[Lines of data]
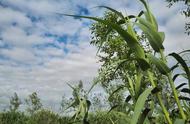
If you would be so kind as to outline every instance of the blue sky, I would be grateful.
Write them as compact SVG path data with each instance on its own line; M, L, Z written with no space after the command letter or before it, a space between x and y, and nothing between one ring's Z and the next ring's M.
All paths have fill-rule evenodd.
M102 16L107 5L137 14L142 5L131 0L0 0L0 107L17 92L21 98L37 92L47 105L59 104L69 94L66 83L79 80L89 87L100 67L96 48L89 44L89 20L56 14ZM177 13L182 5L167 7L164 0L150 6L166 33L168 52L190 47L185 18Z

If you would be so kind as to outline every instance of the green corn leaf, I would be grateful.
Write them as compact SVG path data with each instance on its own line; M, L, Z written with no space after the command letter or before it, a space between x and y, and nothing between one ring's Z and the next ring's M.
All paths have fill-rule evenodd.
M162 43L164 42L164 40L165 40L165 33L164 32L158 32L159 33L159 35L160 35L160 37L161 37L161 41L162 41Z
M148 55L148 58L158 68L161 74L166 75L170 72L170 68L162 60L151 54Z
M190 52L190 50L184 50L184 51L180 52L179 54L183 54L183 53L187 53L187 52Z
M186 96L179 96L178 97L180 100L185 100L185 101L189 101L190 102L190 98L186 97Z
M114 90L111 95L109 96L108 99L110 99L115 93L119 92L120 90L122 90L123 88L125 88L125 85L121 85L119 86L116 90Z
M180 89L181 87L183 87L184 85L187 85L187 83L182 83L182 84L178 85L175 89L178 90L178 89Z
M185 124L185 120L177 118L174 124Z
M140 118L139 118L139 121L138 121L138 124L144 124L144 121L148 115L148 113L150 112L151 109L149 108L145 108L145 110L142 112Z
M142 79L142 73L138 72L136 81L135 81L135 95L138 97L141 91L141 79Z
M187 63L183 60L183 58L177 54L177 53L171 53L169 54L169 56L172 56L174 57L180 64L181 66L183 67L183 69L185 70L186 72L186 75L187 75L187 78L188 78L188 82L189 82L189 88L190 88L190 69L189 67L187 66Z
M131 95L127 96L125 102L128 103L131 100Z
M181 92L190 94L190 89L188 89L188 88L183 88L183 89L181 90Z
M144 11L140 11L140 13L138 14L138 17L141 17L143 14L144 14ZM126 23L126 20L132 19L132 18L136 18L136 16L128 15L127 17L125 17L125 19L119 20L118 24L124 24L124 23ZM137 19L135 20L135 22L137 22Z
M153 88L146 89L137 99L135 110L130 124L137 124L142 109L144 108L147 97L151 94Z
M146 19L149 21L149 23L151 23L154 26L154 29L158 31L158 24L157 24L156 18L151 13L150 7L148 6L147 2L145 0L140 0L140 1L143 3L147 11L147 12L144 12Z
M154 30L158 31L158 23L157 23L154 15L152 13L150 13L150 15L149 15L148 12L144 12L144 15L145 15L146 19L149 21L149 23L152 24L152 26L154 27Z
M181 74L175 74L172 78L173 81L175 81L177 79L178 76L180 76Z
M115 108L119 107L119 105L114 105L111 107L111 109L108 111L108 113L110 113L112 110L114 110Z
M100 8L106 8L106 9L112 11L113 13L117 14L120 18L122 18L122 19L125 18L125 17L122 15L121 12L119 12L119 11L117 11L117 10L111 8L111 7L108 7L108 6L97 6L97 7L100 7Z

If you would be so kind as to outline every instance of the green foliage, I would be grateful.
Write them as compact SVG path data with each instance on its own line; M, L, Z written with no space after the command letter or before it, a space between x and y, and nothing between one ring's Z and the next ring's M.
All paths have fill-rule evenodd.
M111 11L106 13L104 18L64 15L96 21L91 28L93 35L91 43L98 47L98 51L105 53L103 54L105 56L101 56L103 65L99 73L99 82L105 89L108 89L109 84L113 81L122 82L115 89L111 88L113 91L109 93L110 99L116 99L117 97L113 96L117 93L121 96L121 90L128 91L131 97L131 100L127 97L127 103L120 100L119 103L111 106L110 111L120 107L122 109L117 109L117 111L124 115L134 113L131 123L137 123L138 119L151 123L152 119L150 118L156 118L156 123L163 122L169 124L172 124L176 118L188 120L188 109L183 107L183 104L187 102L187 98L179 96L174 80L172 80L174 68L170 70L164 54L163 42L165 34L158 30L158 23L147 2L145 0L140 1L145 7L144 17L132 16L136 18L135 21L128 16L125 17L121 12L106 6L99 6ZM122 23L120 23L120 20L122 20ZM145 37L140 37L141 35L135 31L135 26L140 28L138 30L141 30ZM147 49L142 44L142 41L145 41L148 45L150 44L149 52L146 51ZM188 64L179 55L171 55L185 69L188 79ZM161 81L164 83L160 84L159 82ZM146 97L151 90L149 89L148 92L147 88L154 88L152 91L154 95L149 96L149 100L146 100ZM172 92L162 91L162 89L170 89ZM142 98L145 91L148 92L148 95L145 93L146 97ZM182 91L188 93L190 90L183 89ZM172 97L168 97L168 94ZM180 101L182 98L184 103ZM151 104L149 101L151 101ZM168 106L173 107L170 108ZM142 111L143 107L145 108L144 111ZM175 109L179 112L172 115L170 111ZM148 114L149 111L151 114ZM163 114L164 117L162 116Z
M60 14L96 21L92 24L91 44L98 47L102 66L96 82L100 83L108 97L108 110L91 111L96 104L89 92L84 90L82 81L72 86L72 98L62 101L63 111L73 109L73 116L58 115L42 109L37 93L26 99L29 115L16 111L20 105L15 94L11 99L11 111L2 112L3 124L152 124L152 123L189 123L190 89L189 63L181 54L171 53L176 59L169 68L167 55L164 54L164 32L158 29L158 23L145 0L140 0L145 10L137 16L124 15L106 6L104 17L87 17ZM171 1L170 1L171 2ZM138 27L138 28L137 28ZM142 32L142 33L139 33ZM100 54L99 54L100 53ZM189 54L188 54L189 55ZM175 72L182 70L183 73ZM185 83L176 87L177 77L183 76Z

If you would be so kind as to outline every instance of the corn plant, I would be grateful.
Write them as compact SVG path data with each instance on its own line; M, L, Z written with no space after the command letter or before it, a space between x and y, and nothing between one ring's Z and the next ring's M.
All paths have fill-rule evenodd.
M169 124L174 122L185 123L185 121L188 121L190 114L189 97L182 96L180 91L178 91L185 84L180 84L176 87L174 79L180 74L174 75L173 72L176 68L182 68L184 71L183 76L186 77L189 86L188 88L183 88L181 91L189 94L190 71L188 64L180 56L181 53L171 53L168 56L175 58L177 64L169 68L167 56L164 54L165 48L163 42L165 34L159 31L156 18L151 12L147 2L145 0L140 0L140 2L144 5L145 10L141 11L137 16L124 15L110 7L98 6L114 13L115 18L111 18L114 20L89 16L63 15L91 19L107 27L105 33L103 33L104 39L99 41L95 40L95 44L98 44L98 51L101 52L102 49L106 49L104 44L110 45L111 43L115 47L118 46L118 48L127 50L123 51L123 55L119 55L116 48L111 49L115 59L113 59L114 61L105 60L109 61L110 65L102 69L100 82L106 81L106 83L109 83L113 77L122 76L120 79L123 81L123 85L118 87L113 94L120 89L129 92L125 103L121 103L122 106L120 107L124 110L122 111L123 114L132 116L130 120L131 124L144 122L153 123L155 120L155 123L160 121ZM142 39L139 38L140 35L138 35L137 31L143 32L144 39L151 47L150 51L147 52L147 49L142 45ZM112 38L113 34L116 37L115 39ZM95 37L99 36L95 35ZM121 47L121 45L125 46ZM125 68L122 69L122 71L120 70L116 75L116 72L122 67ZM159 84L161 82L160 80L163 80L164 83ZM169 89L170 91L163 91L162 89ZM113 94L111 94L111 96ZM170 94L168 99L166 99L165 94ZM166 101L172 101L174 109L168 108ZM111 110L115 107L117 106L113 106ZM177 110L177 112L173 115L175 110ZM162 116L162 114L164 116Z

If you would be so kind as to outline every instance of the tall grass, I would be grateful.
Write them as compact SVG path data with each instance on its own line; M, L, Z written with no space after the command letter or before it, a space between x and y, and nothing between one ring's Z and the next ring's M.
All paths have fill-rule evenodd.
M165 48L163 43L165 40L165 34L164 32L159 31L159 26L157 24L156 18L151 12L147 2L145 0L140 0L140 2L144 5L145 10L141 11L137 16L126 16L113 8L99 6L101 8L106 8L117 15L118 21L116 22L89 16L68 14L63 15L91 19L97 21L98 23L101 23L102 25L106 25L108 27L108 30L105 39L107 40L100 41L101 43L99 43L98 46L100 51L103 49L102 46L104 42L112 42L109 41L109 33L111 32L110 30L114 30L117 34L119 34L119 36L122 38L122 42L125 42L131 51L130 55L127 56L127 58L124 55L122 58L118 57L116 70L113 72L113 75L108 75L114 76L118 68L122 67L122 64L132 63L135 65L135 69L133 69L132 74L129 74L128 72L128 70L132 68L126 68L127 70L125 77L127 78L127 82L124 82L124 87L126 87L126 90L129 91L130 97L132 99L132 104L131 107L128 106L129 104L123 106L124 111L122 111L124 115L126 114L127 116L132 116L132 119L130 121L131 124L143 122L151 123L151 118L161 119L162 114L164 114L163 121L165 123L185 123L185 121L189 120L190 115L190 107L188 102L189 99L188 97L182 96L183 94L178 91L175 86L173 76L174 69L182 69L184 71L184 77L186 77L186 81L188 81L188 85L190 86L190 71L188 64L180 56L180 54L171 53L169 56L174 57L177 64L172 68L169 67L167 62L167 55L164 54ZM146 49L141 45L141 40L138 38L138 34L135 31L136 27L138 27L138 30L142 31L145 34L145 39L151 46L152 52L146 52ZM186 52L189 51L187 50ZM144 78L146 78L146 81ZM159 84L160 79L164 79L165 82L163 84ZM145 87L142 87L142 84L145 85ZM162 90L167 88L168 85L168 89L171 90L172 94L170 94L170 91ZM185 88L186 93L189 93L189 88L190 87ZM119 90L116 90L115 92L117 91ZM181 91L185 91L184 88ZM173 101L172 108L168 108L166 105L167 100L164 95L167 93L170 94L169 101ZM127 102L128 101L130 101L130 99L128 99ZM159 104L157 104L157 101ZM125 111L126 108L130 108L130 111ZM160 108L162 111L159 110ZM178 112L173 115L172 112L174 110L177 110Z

What you are asked to do:
Rewrite the lines starting at the one containing "plant, I would be grateful." and ending at the one containing "M169 124L174 122L185", putting "maize plant" in place of "corn plant" and leaving everything else unchanged. Provide only those lines.

Full answer:
If you would be so kind as to outline every instance of the maize plant, I would be grateful.
Write them as compact SVG path data with each instance on its own line; M, L, Z written with no space after the command letter or before it, a space between x and y, and nothing between one ring's Z and the next ring's M.
All paths have fill-rule evenodd.
M169 124L174 122L185 123L185 121L188 121L190 114L189 97L182 96L180 91L178 91L185 84L180 84L176 87L174 79L180 74L174 75L173 72L176 68L182 68L184 71L183 76L186 77L189 86L188 88L183 88L181 91L189 94L190 71L188 64L180 56L181 53L171 53L168 56L175 58L177 64L169 68L167 56L164 54L165 48L163 42L165 34L159 31L156 18L151 12L147 2L145 0L140 0L140 2L144 5L145 10L141 11L137 16L124 15L110 7L98 6L114 13L115 18L111 18L114 20L89 16L63 15L91 19L107 27L105 33L103 33L104 39L99 41L95 40L95 44L98 44L98 51L101 52L102 49L106 49L104 44L110 45L111 43L115 47L118 46L118 48L127 50L123 51L123 55L119 55L116 48L111 49L115 59L113 59L114 61L105 60L109 61L110 65L102 69L100 82L106 81L106 83L109 83L113 77L122 76L120 79L123 81L123 85L118 87L113 94L120 89L129 92L125 103L121 103L122 106L120 107L124 110L122 111L123 114L132 116L130 120L131 124L144 122L153 123L155 120L155 123L160 121ZM142 39L139 38L140 35L138 35L137 31L143 32L144 39L151 47L150 51L147 52L147 49L142 45ZM112 38L113 34L116 37L115 39ZM95 37L99 36L95 35ZM121 47L121 45L125 46ZM125 68L122 69L122 71L120 70L116 75L116 72L122 67ZM159 84L161 82L160 80L163 80L164 83ZM169 89L170 91L163 91L162 89ZM113 94L111 94L111 96ZM170 94L168 99L166 99L165 94ZM166 101L172 101L174 109L168 108ZM111 110L115 107L117 106L113 106ZM177 110L177 112L173 115L175 110ZM162 116L162 114L164 116Z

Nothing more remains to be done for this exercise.